Output every line of the entries from the line containing "Spot the brown branch" through the last, exactly, with no other content.

▶ _Dataset records_
- - - - - - -
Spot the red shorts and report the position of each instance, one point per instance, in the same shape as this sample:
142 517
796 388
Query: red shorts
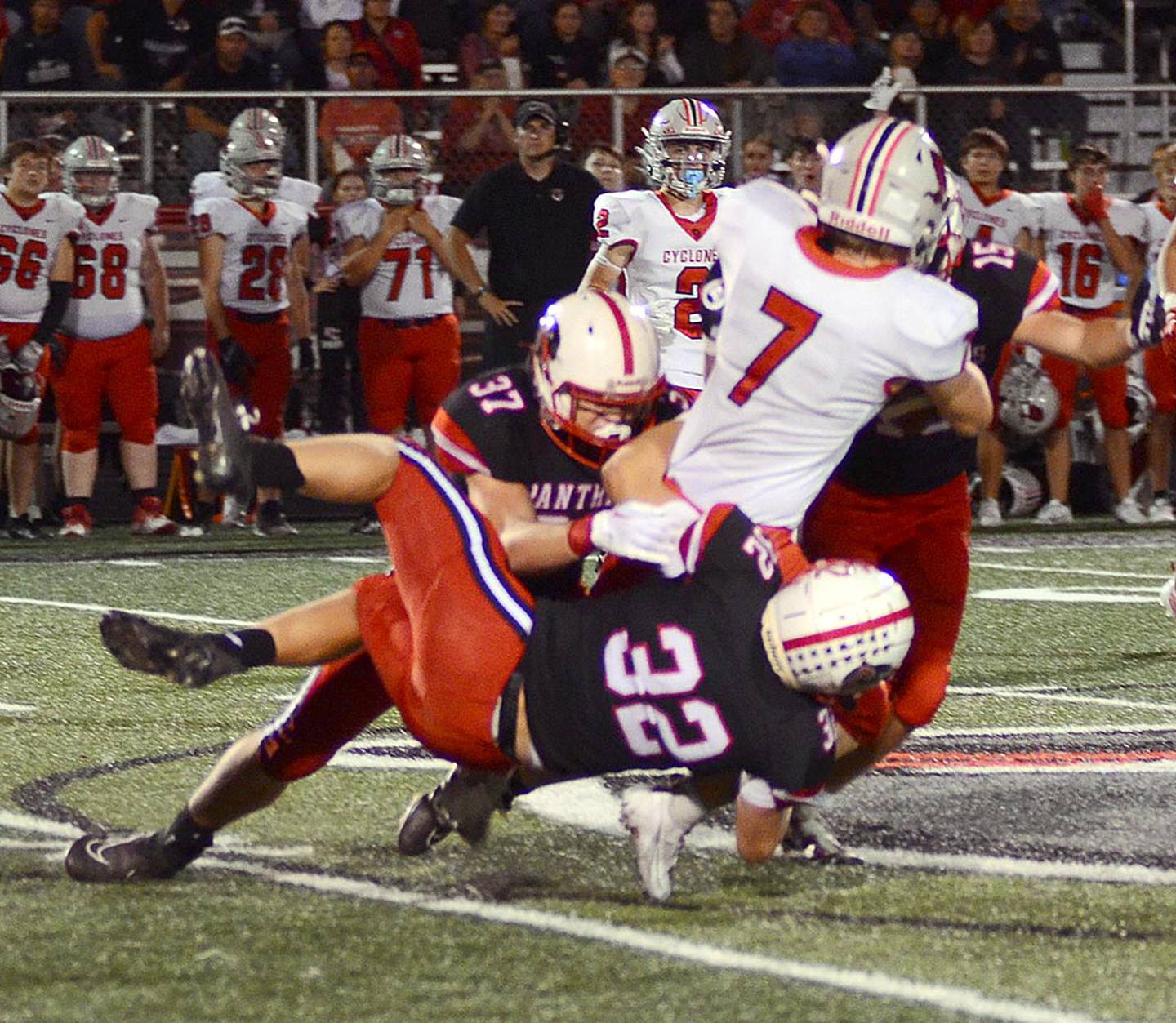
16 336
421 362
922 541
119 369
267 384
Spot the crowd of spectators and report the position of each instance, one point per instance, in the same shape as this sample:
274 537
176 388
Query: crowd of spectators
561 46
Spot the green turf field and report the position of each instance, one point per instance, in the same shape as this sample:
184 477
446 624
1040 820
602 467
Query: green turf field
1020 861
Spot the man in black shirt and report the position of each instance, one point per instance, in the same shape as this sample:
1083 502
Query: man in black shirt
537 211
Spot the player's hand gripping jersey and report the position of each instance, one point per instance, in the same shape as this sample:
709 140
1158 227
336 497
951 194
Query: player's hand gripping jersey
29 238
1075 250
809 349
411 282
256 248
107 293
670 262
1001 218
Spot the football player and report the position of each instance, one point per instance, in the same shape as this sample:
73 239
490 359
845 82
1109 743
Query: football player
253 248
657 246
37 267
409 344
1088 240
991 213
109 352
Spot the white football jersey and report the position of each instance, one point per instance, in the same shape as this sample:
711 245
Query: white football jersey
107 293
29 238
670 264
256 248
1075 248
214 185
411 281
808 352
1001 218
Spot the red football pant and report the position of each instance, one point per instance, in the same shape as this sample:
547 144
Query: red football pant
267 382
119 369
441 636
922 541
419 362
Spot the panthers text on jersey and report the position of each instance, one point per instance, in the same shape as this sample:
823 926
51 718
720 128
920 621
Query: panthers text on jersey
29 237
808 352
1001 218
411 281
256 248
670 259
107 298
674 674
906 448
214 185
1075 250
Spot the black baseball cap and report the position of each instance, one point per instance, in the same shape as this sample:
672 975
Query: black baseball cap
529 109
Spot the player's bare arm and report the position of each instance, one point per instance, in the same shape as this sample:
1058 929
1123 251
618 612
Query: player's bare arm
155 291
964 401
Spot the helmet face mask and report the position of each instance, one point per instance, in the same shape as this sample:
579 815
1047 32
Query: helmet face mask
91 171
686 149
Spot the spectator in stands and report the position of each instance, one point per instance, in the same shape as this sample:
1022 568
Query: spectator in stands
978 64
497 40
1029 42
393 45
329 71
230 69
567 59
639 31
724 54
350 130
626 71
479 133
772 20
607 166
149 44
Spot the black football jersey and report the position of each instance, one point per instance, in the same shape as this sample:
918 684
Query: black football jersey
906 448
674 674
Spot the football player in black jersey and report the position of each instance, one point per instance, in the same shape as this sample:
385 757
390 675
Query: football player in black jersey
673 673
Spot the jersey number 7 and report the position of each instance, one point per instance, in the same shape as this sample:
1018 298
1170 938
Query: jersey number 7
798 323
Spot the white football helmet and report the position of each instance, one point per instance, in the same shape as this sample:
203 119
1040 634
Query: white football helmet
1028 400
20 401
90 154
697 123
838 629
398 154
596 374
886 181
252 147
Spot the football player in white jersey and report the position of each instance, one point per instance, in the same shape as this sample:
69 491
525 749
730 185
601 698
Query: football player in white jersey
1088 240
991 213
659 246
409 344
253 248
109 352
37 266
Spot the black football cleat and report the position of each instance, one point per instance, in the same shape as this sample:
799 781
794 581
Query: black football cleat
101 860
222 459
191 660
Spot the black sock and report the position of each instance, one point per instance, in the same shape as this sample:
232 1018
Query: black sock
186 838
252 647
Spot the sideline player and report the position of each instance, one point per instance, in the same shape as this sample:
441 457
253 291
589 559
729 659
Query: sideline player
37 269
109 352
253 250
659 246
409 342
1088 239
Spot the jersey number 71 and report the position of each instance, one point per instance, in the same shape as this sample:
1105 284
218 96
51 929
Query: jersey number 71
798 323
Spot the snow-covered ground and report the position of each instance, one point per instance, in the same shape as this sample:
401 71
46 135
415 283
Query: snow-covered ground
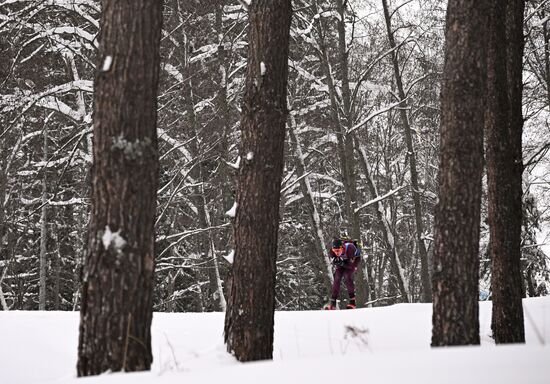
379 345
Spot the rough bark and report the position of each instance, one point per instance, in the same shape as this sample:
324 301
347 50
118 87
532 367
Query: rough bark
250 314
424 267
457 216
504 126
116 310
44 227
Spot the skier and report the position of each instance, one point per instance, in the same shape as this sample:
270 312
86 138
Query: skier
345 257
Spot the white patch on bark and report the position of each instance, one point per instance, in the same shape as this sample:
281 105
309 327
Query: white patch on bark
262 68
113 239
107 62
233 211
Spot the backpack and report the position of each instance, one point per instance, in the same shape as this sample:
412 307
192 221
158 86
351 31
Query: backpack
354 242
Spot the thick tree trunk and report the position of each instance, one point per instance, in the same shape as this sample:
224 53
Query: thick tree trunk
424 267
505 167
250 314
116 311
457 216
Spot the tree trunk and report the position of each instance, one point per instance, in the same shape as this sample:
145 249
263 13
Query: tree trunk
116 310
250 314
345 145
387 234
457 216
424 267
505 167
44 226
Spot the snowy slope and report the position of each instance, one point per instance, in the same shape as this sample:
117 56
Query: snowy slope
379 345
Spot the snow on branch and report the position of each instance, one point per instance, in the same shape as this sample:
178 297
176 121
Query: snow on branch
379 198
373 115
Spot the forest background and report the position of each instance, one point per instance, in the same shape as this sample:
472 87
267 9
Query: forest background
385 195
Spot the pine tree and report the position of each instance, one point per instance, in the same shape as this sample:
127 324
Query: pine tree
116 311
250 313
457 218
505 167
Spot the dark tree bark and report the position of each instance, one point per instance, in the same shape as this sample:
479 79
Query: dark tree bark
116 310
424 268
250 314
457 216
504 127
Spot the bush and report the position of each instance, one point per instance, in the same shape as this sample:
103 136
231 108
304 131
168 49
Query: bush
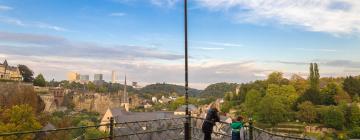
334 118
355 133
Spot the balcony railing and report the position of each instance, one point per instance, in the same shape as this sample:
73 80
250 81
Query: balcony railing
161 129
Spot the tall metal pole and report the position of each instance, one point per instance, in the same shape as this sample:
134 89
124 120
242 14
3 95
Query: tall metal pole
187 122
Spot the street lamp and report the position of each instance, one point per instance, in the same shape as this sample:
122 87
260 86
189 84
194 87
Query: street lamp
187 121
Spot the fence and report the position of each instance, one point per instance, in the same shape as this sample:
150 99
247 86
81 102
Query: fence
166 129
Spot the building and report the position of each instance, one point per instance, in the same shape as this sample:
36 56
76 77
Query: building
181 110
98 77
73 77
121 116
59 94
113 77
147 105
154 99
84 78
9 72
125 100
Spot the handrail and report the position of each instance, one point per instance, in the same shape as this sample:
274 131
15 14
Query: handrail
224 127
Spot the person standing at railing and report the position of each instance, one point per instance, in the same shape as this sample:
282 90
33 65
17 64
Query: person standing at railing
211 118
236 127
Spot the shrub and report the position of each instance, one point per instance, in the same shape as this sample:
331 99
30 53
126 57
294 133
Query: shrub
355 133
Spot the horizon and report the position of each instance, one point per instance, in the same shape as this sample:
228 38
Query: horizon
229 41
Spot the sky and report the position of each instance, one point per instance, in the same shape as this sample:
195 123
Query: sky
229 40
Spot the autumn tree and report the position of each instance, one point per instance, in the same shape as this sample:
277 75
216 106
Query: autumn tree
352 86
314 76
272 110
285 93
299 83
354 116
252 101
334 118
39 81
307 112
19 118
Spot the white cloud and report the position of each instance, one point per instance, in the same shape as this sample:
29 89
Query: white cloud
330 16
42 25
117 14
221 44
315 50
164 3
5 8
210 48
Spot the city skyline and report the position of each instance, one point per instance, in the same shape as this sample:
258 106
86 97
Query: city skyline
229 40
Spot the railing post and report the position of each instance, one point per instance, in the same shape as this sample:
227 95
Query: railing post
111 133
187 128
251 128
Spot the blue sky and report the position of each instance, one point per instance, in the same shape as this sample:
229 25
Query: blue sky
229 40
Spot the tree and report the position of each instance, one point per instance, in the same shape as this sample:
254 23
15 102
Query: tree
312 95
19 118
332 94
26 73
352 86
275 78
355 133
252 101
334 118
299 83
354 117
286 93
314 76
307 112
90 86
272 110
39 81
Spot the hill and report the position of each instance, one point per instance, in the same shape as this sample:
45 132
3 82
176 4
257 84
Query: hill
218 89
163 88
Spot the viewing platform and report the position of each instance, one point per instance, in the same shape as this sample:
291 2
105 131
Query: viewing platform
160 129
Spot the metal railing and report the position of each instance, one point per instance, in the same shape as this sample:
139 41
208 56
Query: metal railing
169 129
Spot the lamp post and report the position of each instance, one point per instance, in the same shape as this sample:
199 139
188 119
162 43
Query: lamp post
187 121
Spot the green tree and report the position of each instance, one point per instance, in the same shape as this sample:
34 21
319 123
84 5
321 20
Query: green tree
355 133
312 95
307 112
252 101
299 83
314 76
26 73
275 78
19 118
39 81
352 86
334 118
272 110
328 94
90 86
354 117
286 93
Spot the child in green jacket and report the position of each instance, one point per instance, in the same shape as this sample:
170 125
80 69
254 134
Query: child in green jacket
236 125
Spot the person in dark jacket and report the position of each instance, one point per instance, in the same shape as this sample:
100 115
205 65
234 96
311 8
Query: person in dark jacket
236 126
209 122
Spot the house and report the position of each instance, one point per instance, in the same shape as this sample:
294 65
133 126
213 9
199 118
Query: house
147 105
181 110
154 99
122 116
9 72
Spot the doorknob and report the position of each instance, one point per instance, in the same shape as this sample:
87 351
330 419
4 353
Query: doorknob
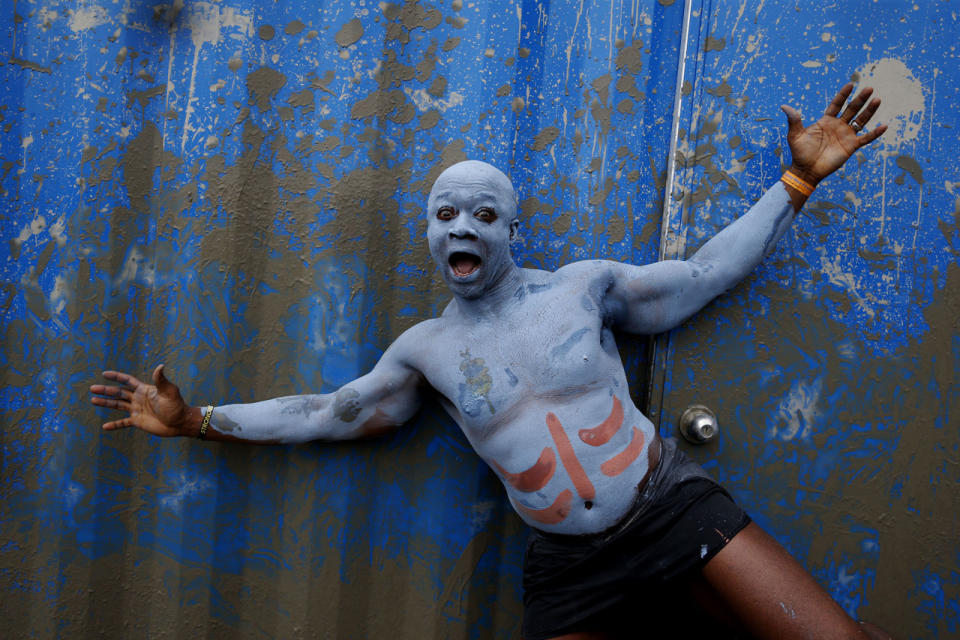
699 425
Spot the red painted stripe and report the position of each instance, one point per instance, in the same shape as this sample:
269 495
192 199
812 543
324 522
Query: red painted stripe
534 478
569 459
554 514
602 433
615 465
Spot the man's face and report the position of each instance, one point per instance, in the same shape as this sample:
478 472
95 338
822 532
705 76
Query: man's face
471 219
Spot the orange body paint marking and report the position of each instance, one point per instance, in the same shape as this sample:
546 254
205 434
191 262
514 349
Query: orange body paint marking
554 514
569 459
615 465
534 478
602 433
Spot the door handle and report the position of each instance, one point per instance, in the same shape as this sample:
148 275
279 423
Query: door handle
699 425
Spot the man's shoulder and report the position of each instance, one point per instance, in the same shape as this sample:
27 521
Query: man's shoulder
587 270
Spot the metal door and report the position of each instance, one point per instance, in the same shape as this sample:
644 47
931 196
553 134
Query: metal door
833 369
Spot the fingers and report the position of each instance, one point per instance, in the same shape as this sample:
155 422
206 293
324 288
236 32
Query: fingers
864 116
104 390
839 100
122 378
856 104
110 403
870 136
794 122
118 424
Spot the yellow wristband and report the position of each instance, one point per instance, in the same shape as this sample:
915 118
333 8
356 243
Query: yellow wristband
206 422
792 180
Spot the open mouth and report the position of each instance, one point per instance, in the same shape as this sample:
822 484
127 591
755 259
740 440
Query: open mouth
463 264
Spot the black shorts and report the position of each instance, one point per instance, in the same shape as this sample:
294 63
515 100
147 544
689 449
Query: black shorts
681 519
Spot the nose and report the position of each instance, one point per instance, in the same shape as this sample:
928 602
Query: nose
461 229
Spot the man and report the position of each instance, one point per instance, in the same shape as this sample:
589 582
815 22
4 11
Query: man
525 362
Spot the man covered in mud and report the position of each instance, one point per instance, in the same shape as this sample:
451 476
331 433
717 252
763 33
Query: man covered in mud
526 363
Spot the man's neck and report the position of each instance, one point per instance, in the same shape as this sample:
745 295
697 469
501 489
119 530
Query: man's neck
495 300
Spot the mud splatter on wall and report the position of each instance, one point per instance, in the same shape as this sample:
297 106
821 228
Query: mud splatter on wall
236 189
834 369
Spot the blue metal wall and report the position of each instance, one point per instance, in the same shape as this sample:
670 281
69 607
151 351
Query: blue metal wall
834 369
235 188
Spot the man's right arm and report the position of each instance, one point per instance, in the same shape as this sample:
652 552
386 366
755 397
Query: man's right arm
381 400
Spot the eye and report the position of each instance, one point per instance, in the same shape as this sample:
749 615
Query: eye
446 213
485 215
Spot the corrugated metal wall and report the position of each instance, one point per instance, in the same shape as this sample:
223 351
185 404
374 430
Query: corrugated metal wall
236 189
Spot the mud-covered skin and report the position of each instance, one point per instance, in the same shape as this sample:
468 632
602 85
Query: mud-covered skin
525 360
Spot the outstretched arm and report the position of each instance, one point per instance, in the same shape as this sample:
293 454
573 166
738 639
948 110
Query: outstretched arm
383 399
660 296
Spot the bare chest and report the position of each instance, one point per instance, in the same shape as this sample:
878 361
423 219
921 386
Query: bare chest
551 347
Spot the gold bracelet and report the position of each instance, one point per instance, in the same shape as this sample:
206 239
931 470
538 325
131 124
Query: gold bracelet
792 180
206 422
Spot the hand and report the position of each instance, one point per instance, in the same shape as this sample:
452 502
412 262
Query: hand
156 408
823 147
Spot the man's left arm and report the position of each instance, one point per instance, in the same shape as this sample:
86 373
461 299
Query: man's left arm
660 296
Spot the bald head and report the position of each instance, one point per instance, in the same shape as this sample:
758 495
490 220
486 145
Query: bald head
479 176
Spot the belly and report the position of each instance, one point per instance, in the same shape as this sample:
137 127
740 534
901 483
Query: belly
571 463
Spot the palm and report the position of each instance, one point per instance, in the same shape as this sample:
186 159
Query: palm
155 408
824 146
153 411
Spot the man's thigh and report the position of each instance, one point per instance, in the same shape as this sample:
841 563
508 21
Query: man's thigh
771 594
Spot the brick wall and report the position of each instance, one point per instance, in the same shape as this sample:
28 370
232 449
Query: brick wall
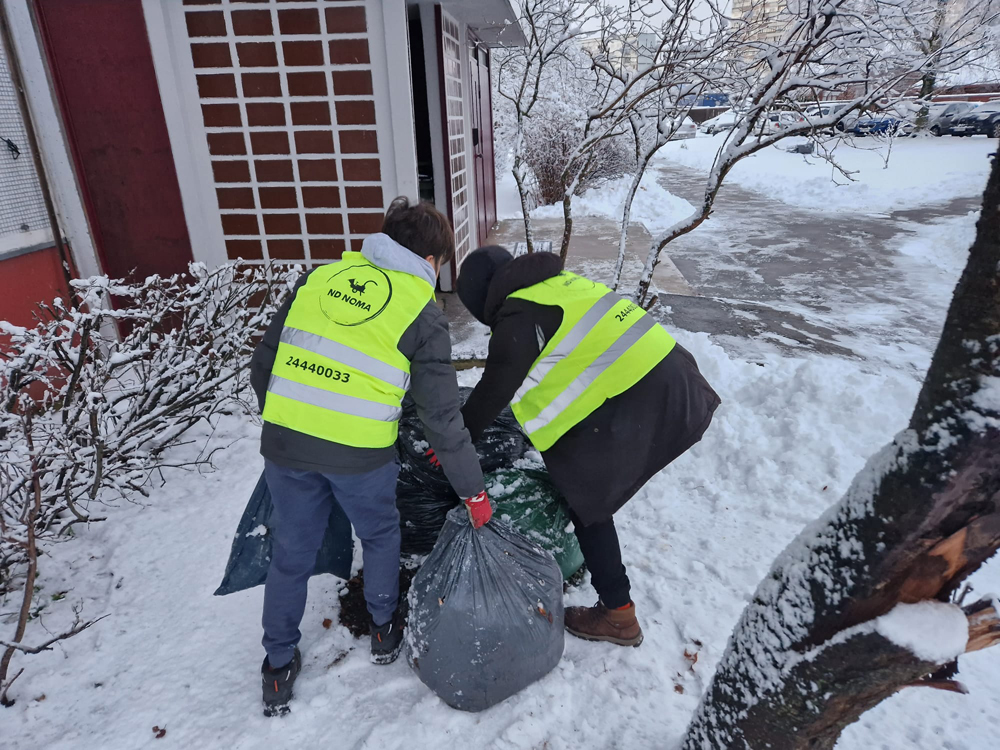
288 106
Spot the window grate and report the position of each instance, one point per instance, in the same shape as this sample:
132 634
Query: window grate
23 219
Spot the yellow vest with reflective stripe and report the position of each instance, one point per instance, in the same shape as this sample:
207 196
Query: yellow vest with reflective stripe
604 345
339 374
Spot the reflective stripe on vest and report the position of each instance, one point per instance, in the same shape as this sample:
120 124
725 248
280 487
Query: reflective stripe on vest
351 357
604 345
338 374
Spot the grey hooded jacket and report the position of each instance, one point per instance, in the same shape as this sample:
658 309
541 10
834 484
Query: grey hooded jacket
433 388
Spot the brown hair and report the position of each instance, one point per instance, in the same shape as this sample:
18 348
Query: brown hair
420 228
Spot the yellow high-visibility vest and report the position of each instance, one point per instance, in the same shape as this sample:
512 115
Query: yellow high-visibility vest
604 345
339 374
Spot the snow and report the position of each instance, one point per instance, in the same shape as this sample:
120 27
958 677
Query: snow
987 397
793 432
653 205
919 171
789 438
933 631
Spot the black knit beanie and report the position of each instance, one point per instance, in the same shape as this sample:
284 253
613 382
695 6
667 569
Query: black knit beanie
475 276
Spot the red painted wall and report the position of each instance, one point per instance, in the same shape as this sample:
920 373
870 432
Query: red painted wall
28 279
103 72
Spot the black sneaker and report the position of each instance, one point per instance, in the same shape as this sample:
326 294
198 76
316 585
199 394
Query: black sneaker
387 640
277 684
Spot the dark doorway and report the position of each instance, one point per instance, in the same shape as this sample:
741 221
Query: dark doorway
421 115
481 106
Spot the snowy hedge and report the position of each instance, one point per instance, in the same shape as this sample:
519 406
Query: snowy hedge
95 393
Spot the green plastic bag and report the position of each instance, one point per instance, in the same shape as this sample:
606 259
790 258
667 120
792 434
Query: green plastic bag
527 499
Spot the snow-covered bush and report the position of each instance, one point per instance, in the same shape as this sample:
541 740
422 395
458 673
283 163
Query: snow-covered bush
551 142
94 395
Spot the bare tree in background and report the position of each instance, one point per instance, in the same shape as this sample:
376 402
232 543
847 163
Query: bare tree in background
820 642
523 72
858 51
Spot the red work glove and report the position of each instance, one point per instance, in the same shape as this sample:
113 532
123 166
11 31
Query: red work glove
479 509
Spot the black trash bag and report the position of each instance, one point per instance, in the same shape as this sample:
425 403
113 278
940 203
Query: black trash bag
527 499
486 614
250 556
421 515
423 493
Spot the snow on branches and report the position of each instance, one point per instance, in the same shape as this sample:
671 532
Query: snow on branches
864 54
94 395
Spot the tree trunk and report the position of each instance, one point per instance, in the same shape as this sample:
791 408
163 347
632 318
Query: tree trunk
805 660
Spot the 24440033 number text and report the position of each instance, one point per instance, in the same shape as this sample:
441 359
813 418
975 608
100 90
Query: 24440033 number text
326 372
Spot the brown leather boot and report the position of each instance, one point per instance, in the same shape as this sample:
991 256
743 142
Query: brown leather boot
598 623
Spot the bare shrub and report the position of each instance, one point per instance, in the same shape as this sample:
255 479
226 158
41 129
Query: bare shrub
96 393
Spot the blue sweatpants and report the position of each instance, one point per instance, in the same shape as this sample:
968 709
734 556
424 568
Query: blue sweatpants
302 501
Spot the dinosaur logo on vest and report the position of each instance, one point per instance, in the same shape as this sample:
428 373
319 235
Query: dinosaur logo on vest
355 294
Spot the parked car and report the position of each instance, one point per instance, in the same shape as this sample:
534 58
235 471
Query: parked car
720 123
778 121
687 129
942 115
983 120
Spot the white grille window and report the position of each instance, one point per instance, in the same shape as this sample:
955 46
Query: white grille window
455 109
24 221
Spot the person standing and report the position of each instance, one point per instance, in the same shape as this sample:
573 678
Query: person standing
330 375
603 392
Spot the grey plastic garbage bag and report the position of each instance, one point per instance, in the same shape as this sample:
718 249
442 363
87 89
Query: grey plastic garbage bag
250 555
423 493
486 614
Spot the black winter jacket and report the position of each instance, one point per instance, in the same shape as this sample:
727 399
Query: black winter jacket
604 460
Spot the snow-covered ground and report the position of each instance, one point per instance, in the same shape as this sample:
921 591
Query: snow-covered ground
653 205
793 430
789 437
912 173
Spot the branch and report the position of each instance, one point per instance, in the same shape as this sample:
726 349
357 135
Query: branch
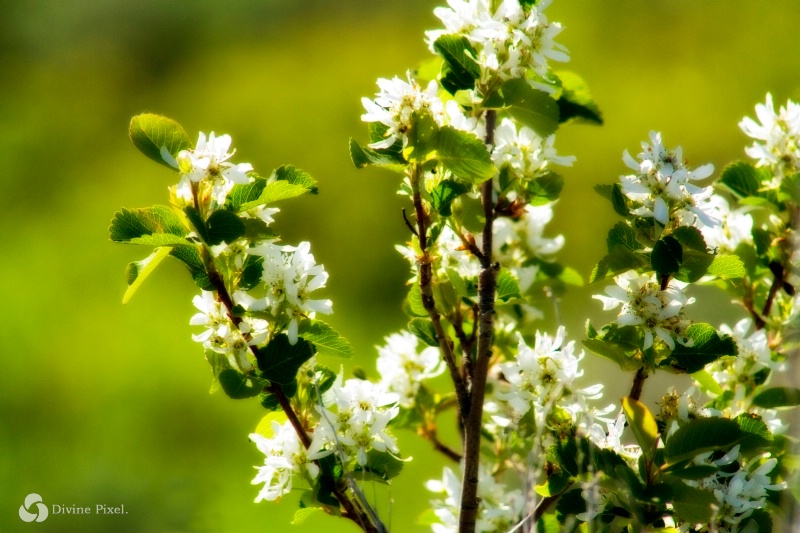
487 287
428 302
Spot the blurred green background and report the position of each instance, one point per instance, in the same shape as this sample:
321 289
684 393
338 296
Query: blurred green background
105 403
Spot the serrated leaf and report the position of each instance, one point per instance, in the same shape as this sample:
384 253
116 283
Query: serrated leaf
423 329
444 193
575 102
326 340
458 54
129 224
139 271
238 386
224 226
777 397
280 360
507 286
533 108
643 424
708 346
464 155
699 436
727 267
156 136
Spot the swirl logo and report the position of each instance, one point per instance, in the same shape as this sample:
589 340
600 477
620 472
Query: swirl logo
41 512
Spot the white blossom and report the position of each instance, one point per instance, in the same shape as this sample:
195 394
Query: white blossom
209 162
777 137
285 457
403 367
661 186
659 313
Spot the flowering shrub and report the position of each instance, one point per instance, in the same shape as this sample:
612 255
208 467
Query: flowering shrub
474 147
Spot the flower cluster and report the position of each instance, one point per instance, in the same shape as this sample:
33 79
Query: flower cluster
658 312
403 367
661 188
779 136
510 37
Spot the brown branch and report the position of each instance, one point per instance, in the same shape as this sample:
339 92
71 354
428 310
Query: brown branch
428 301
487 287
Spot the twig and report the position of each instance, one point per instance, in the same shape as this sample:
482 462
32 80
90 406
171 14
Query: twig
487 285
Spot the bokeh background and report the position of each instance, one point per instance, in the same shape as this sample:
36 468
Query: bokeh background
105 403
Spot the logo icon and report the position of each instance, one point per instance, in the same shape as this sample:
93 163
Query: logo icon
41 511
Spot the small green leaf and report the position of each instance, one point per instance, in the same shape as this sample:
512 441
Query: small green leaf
- - - - - - -
▶ _Result below_
Spot the brown branch and report the position of each instance, one point per instance, in the same shape as this sample:
339 92
71 354
428 310
Query: brown branch
428 301
487 287
Spot the twig and report the position of each instance, one point per instance, in the same shape as this sample:
482 462
32 80
90 406
171 14
Query: twig
487 285
Spot the bokeh background and report the position of each instance, one point per instance, in the same shape as this sample:
36 468
Query: bokeh background
105 403
Spot the logo icon and report the position of each instance, one point per instance, in the same shape as this sample:
93 163
Query: logo icon
41 511
Spot the small green leaf and report the position of each instance, one point per instance, in the same shape as this sample:
512 441
Query: small green leaf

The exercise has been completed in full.